- _Provided text_:
How To Protect Yourself Against Surprise Parties To Contracts

Natalie Dolce | GlobeSt.com | April 6, 2016

Under classic contract law, if a party breaches a contract, in most cases only the parties to the agreement have the right to enforce its terms. However, courts are increasingly granting third parties the right to enforce a contract, even when they are a stranger to said contract. Those thoughts are according to Michael Polentz and Payvand Abghari at law firm Manatt, Phelps & Phillips. “The driving force behind the third-party beneficiary doctrine is not the desire to contradict the will of the contracting parties, but to decipher what the parties actually intended where the document itself may not be so crystal clear.” The sources dive deeper into the subject in the commentary below.

The views expressed below are the author’s own.

While courts throughout the country vary on how they may interpret these agreements, the overarching concept is for the contracting parties to have intended for a third party to benefit.  In a California case, Sessions Payroll Management, Inc. v. Noble Construction, Inc., the court held that “a party not named in the contract may qualify as a beneficiary under it where the contracting parties must have intended to benefit the unnamed party and the agreement reflects that intent.”  The mere fact that a third party is incidentally named, or that the contract benefits them, does not entitle them to enforce it; the intent of the parties to benefit such third party must be clearly established in the language of the contract and the circumstances of the transaction.

The implications of the third-party beneficiary doctrine are far reaching. For example, in the construction industry, while the majority rule is that a property owner is not an intended beneficiary of a subcontract between a general contractor and a subcontractor, at least one California court has ruled this to be the case.  In Gilbert Financial Corp. v. Steelform Contracting Co., a building owner entered into a construction contract with a general contractor, who then entered into a subcontract with a roofer.  After the project was completed, the roof began to leak. The owner sued the roofer directly, claiming that the owner was a third-party beneficiary to the roofer’s subcontract with the general contractor.

- _Material_:
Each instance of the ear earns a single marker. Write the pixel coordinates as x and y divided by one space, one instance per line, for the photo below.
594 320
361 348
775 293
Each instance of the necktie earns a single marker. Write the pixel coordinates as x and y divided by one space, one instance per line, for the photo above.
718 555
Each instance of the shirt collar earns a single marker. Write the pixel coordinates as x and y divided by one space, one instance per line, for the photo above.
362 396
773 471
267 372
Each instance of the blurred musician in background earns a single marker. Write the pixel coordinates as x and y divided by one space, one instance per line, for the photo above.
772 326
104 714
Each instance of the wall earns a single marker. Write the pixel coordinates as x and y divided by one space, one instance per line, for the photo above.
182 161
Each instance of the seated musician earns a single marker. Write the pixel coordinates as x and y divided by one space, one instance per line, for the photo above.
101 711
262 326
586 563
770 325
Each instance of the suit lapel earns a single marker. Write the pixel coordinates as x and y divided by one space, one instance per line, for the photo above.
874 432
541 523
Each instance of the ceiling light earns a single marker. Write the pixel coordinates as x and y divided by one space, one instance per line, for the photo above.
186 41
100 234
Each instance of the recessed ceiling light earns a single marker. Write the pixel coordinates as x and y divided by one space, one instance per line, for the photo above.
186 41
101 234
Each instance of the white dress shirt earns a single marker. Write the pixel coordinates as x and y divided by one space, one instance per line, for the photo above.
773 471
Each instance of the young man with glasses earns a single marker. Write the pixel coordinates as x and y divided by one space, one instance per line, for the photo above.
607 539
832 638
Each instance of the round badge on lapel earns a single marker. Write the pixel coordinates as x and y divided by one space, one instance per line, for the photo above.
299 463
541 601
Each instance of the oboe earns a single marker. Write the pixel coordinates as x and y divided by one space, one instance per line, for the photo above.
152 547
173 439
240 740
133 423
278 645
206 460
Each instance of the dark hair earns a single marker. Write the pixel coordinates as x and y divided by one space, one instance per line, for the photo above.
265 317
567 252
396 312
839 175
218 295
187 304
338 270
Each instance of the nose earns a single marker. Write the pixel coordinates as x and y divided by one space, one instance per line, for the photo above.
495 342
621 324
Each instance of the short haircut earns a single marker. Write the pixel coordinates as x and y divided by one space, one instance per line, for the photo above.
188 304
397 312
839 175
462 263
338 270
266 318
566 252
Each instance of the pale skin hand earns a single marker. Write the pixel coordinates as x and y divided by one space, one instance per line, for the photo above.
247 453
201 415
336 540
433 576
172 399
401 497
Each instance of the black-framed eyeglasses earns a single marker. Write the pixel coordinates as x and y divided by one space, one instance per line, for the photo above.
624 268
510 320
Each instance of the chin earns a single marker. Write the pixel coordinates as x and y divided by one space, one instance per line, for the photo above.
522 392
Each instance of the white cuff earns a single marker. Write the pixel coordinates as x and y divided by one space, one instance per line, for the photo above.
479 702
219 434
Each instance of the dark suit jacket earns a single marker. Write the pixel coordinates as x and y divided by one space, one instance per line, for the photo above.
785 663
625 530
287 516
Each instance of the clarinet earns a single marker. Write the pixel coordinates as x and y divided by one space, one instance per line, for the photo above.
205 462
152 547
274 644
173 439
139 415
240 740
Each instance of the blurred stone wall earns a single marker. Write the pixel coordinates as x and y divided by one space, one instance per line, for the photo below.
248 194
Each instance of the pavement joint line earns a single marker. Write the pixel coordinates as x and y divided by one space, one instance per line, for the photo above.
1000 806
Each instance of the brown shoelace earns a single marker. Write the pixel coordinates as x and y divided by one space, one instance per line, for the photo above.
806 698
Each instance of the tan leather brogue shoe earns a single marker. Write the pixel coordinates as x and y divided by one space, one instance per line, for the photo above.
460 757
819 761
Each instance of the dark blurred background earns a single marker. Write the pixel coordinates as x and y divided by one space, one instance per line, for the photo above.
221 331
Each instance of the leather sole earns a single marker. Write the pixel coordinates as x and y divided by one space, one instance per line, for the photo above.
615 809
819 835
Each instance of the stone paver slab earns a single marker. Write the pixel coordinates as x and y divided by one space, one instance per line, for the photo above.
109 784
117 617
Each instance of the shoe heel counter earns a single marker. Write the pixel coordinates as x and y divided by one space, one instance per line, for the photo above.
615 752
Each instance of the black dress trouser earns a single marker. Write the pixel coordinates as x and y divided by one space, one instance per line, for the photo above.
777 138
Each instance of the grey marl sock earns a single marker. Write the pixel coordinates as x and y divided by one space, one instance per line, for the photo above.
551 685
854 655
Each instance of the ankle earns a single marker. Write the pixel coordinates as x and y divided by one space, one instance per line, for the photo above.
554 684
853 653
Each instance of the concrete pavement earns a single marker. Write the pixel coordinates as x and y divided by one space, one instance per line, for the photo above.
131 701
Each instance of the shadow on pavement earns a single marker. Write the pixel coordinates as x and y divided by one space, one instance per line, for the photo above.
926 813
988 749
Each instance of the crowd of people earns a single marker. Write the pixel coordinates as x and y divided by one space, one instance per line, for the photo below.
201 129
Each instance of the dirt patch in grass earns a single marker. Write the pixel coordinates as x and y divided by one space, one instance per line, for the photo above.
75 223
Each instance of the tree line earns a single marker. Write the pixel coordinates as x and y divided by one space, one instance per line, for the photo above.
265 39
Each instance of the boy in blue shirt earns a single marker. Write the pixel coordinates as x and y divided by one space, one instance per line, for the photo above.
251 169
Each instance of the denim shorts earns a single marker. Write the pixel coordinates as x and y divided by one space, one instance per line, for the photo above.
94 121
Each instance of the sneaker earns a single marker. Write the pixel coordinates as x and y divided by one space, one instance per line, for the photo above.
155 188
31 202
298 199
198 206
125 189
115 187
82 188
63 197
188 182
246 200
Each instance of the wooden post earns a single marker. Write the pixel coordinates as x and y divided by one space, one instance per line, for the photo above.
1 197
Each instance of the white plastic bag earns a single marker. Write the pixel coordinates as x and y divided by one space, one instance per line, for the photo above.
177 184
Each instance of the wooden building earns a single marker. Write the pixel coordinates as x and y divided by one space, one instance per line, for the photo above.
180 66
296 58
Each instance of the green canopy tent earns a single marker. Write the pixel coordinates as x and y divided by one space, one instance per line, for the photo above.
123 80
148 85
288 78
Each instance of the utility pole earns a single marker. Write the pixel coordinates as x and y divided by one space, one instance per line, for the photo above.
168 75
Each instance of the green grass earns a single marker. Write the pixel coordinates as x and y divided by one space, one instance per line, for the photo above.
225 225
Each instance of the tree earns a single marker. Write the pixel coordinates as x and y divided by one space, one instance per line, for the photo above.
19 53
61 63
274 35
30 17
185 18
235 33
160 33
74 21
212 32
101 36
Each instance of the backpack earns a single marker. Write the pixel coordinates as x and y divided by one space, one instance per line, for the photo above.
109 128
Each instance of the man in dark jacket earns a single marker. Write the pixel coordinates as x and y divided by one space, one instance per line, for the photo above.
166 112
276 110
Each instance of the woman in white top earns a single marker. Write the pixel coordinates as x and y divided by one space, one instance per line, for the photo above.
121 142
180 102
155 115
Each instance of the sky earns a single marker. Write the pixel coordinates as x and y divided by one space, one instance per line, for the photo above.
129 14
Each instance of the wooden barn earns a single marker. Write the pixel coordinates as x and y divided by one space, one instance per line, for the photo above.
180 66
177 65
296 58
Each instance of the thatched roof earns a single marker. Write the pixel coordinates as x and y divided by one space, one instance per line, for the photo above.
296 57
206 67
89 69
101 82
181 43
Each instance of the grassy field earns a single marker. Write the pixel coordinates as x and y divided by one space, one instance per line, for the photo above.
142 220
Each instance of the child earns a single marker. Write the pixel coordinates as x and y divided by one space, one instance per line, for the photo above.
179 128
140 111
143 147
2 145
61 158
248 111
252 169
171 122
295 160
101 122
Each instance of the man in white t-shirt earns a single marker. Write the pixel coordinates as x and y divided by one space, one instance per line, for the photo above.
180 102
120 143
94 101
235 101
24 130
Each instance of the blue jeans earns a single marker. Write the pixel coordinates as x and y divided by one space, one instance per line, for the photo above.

- _Work to be completed_: In the article on surprise parties to contracts, what went wrong after the project in Gilbert Financial Corp. v. Steelform Contracting Co. was completed?

- _Response below_: The roof began to leak.